__Prompt 1__. Edit a stretch of the Snowflake notes below: write out the stretch from "Snowflake on AWS" through "on first login." again, using "Account roles" in place of "User roles".

__Selected passage__.

=-=-=

Wednesday, November 24, 2021

Snowflake on AWS - deep dive

User roles

  1. ACCOUNTADMIN – top level, should be granted to minimal number of users
  2. ORGADMIN – to be used with specific customer accounts
  3. SYSADMIN – create warehouses/databases/etc.; grant privileges on warehouses/databases/etc. Default role on first login.
  4. PUBLIC – automatically granted to every user/role
  5. SECURITYADMIN – monitor/manage users and roles
  6. USERADMIN – create users/roles
Three conceptual layers:
  • Cloud services – independent scalable services; brain of the system; monitors and optimizes tasks
  • Query processing – Virtual warehouse; performs massive parallel processing; automatically scales; muscle of the system
  • Database storage – hybrid columnar storage

Virtual Warehouse – Scaling Policies

  • Standard – minimize queueing by starting additional clusters. Will shut down new clusters after 2-3 consecutive checks determining the load on least-busy cluster can be redistributed to existing clusters
  • Economy – favors saving credits over starting additional clusters. Might result in query queuing. Will start a new cluster only if its estimated busy time >= 6 min. Will shut down new clusters after 5-6 consecutive checks


  • Compute and Storage costs are separated. Billing is based on credits
  • Credits<->$ rate depends on Snowflake edition use.

=-=-=

__Data shown__.
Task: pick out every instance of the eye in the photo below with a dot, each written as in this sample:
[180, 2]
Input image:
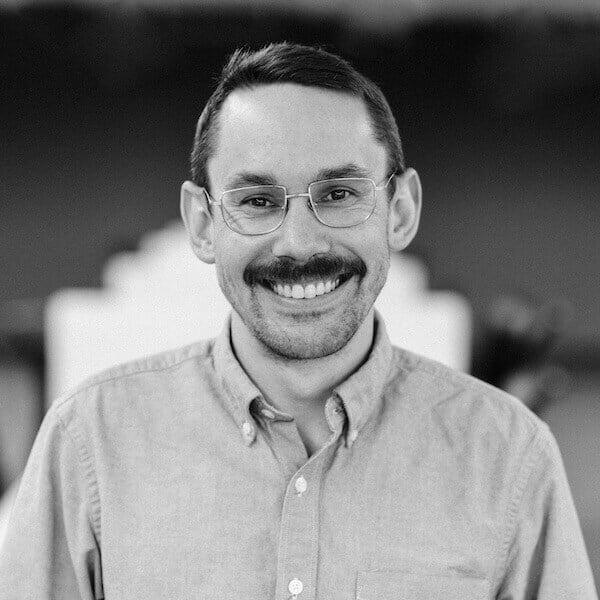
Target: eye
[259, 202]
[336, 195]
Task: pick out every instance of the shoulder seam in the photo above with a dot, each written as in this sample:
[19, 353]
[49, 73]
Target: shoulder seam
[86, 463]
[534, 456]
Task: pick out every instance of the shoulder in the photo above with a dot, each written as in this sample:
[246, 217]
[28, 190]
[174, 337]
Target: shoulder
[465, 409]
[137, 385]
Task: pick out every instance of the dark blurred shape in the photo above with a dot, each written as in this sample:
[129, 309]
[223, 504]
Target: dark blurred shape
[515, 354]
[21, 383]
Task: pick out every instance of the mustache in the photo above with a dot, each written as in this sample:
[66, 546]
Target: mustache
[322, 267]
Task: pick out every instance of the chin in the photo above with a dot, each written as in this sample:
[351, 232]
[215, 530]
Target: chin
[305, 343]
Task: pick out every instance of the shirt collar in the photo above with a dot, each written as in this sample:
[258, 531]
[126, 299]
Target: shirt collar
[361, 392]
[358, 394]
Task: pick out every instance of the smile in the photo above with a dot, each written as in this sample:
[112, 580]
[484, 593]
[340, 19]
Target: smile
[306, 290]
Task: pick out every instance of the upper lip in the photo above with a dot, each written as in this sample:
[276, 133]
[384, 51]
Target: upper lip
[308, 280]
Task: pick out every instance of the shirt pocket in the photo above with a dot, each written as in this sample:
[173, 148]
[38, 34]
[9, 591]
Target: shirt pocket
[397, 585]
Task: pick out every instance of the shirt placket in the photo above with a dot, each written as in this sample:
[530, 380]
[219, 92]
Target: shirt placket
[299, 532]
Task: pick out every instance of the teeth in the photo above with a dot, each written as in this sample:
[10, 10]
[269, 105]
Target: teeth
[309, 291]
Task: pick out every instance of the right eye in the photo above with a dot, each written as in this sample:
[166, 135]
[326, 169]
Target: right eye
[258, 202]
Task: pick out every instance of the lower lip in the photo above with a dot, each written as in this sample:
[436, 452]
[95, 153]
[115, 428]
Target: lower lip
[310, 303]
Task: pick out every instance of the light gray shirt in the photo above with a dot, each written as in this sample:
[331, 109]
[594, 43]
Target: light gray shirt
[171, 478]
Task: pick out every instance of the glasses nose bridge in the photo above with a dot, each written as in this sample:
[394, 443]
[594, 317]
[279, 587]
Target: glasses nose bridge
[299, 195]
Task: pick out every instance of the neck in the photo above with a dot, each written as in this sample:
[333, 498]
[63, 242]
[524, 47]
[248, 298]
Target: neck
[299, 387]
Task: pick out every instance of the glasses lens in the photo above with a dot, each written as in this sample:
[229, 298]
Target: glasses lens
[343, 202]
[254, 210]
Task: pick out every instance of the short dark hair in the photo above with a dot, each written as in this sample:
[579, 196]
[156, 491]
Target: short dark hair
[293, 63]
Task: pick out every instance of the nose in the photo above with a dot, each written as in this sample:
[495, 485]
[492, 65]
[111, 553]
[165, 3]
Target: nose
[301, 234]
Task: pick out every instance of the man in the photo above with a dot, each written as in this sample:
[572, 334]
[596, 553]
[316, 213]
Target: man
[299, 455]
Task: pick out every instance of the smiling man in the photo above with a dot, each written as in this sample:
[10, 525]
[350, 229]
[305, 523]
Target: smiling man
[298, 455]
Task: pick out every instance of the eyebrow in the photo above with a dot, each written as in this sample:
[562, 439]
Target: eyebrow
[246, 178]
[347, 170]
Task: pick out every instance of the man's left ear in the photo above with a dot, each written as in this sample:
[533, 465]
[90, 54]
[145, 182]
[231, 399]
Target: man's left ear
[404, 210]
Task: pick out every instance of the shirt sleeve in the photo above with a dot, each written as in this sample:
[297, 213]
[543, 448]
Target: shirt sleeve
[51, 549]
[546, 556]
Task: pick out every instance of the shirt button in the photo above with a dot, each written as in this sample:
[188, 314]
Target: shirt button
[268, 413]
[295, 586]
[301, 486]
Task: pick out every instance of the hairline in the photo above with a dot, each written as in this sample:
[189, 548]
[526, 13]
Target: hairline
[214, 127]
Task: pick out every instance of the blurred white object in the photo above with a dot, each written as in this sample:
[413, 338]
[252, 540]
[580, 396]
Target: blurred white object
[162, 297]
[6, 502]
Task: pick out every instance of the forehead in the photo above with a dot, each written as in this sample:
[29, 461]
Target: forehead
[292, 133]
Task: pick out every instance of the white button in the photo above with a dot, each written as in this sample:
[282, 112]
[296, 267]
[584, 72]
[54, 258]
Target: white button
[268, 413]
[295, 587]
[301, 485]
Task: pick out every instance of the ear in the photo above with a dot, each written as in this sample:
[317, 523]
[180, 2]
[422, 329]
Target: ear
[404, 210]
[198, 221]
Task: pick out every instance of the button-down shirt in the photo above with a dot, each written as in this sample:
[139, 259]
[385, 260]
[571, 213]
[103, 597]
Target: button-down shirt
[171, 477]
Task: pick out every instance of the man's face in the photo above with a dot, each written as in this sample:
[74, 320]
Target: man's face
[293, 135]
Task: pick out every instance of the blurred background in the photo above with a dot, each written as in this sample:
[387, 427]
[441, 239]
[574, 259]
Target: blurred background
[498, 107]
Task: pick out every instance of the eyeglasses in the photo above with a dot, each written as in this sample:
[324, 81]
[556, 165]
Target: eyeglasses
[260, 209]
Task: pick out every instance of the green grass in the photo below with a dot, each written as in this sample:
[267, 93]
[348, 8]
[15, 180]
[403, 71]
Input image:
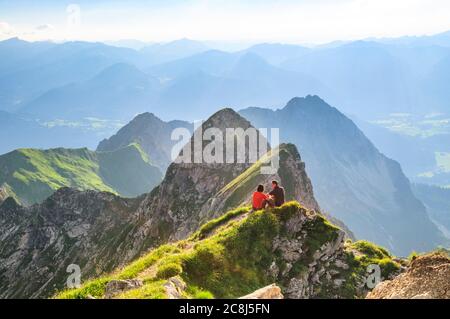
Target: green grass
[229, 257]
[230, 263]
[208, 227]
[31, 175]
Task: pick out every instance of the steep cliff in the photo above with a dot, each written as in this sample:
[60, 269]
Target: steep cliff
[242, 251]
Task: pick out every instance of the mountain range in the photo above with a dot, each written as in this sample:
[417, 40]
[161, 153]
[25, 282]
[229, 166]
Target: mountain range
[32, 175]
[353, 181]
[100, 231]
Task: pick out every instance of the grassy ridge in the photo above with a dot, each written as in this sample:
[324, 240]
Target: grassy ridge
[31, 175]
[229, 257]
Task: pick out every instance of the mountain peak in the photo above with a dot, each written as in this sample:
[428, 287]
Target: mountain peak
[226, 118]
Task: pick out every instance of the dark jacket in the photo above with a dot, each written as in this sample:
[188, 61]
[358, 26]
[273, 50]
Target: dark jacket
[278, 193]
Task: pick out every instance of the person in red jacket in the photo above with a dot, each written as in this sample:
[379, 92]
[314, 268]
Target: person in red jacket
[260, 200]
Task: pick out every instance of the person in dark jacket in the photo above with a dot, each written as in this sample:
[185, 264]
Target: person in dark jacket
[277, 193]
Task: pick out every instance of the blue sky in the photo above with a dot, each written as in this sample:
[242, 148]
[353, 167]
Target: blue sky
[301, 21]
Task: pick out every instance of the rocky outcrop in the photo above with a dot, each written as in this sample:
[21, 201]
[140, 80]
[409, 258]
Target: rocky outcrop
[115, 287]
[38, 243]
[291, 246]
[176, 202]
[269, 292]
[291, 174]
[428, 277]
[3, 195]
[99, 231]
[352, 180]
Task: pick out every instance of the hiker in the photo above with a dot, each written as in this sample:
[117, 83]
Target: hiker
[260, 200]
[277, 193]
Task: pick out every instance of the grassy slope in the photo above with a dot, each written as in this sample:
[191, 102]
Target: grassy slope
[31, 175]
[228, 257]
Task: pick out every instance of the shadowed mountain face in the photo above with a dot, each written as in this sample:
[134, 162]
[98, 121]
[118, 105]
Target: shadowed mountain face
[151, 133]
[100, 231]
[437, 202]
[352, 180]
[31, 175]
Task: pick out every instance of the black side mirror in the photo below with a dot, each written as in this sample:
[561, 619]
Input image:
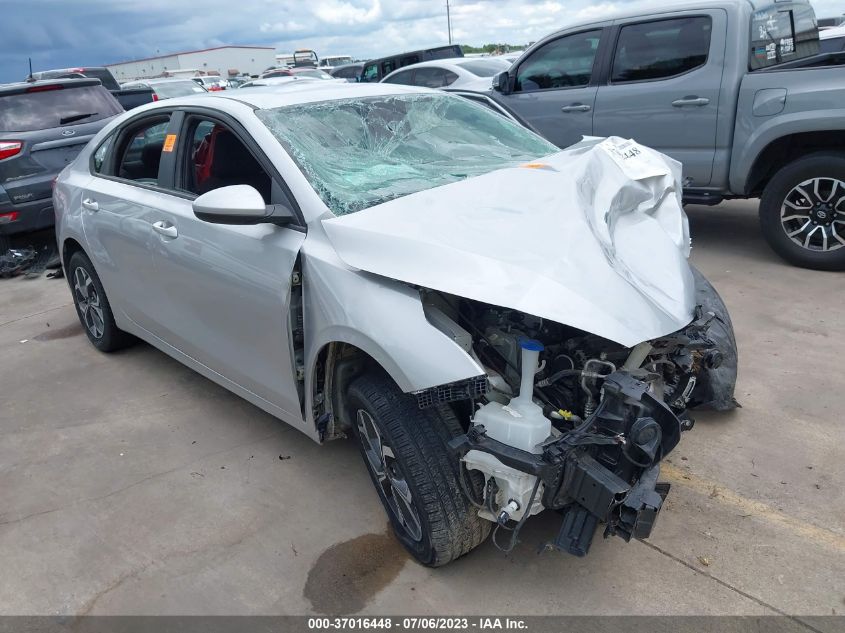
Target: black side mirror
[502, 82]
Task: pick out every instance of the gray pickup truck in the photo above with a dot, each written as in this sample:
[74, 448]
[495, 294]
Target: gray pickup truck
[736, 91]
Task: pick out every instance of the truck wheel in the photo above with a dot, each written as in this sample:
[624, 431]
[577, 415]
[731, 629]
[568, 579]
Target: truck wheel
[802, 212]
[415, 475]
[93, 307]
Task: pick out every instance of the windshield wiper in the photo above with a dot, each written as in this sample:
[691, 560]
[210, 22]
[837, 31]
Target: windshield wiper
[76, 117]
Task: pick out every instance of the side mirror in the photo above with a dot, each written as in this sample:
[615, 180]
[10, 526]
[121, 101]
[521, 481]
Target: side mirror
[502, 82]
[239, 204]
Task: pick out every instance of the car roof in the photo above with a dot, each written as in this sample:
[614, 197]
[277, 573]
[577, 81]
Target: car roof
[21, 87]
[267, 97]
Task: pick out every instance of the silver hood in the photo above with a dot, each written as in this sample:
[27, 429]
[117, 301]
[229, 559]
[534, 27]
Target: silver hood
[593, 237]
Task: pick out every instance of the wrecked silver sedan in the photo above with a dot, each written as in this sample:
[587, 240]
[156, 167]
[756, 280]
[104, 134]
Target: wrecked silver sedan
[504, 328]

=-=-=

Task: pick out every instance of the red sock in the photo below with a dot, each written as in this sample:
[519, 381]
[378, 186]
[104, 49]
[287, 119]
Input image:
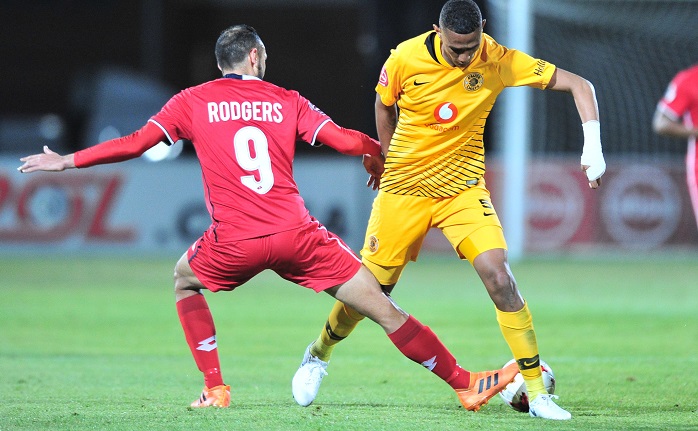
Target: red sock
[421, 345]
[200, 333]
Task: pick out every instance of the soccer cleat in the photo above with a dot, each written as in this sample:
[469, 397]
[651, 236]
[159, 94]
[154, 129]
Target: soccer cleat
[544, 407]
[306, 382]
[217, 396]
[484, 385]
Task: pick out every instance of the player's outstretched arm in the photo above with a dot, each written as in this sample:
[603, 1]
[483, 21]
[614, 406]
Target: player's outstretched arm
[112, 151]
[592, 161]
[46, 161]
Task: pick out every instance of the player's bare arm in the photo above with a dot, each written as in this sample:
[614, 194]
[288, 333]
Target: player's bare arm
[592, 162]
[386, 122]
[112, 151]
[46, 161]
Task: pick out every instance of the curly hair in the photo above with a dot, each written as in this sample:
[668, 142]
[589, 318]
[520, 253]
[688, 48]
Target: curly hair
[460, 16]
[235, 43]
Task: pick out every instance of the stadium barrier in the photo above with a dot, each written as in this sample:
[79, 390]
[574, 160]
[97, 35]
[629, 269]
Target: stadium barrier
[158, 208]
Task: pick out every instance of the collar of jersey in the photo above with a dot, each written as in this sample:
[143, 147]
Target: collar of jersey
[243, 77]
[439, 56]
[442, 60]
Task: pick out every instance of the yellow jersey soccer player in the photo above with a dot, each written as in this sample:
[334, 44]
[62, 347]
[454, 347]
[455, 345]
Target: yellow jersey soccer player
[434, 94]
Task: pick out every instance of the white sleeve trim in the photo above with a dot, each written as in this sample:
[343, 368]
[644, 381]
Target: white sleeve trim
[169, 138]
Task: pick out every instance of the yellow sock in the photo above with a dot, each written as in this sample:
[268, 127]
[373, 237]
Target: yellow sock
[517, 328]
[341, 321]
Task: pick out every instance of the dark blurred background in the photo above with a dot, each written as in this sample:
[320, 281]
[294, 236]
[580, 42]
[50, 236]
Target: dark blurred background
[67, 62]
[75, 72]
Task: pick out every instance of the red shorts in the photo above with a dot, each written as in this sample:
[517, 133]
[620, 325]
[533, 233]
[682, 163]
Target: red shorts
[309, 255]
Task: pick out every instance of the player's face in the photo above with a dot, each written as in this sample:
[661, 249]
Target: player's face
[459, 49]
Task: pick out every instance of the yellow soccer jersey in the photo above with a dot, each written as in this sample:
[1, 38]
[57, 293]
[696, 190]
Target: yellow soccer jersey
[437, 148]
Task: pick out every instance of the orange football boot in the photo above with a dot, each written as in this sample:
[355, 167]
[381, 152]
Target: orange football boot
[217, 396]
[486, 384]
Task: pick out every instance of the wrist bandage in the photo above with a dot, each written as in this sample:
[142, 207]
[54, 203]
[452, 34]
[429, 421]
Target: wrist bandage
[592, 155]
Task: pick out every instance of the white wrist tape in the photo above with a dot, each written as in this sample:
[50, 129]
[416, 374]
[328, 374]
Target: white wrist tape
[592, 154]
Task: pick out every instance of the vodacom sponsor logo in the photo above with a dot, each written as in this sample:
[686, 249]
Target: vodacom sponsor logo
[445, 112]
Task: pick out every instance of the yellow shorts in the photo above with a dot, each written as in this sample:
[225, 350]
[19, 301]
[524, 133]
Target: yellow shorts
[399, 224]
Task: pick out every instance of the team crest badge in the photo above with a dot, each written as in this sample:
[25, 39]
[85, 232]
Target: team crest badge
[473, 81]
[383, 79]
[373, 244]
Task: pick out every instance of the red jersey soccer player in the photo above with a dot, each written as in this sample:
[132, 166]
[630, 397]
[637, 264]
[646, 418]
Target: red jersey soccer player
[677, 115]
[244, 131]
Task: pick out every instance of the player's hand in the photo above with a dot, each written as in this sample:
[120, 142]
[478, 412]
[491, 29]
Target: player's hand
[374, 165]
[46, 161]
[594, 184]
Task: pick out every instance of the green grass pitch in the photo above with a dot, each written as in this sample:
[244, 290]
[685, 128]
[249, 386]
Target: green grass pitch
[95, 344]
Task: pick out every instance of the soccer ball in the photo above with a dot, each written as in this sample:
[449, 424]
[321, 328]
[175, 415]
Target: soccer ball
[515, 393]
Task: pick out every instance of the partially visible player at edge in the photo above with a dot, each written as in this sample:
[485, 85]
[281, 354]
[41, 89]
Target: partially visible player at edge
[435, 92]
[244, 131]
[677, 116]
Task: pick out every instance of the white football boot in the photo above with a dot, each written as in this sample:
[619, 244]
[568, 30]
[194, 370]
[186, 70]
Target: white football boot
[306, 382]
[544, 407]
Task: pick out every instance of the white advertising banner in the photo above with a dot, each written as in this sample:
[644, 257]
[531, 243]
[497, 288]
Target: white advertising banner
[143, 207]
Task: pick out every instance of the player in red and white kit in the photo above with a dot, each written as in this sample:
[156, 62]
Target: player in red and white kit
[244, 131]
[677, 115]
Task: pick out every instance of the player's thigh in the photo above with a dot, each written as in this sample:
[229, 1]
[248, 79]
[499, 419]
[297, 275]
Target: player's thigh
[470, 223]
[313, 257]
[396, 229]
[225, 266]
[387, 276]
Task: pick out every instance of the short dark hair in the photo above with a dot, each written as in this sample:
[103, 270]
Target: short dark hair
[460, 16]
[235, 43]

=-=-=

__Prompt 2__. Tally the lines of the records above that contain the string "jersey", and reply with that number alone.

__Final answer 1__.
Snowflake on AWS - deep dive

Account roles

  1. ACCOUNTADMIN – top level, should be granted to minimal number of users
  2. ORGADMIN – to be used with specific customer accounts
  3. SYSADMIN – create warehouses/databases/etc.; grant privileges on warehouses/databases/etc. Default role on first login.

__Final answer 2__. 8